(Annotated coordinate rows)
────────────────────

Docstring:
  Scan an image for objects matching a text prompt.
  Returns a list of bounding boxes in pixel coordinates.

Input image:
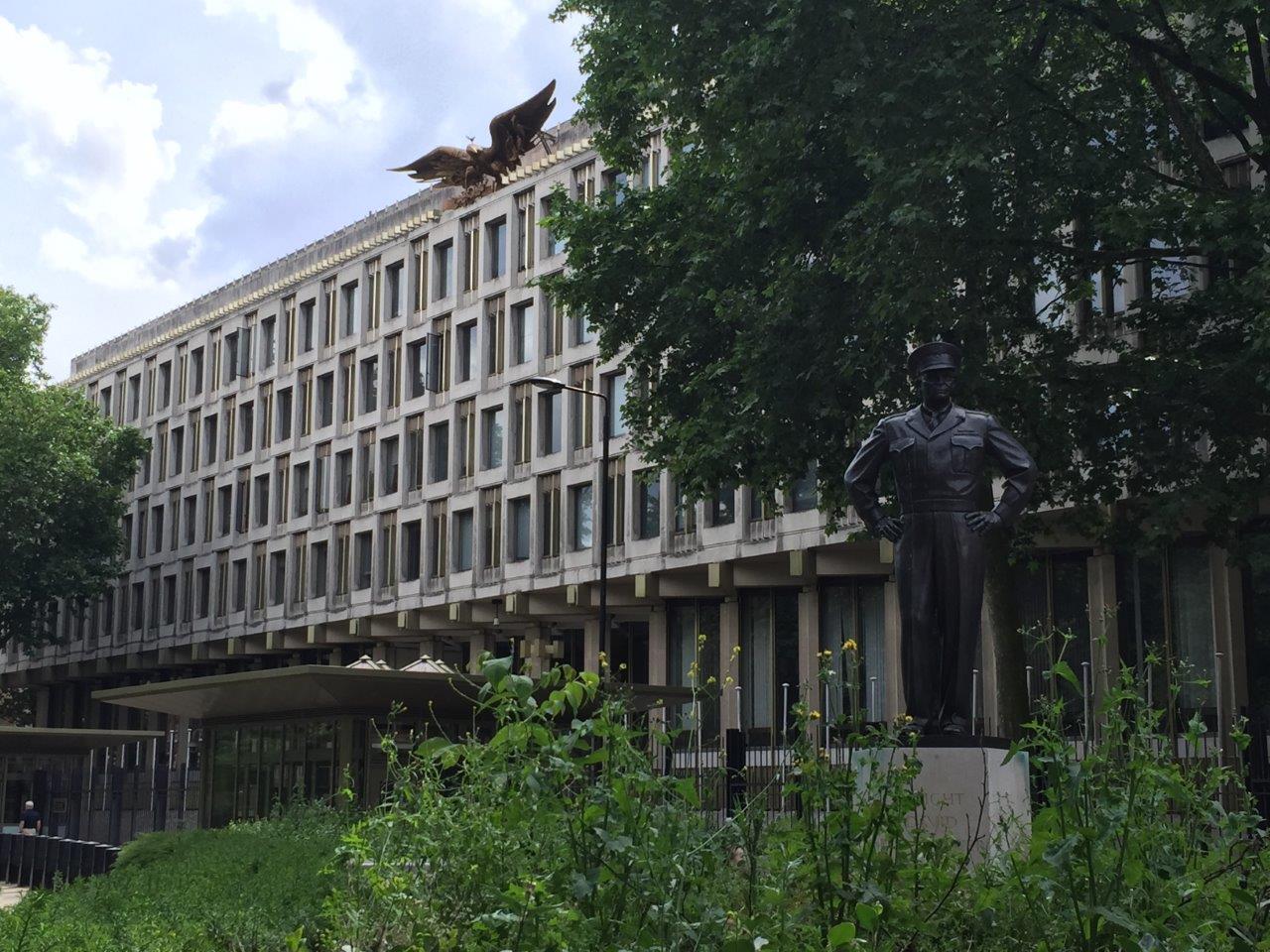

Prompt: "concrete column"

[581,618,602,674]
[1207,545,1248,743]
[1086,552,1120,710]
[648,604,670,684]
[718,598,740,730]
[797,585,825,721]
[883,579,908,720]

────────────────────

- _WHAT TO PRODUCE_: Add 132 to every box coordinate in the answers, and write out all lines of the rows above again with each line kept, including the text lines. Leave out the pictures.

- _EXPECTED ANSWER_:
Docstring:
  Scan an image for objects matching a text prompt.
  Returns a list of bounding boxes in pixel coordinates.

Input image:

Prompt: "concrete column"

[713,750,734,806]
[1339,677,1380,875]
[1218,684,1252,842]
[780,736,802,816]
[850,730,872,862]
[929,717,957,853]
[1015,711,1040,852]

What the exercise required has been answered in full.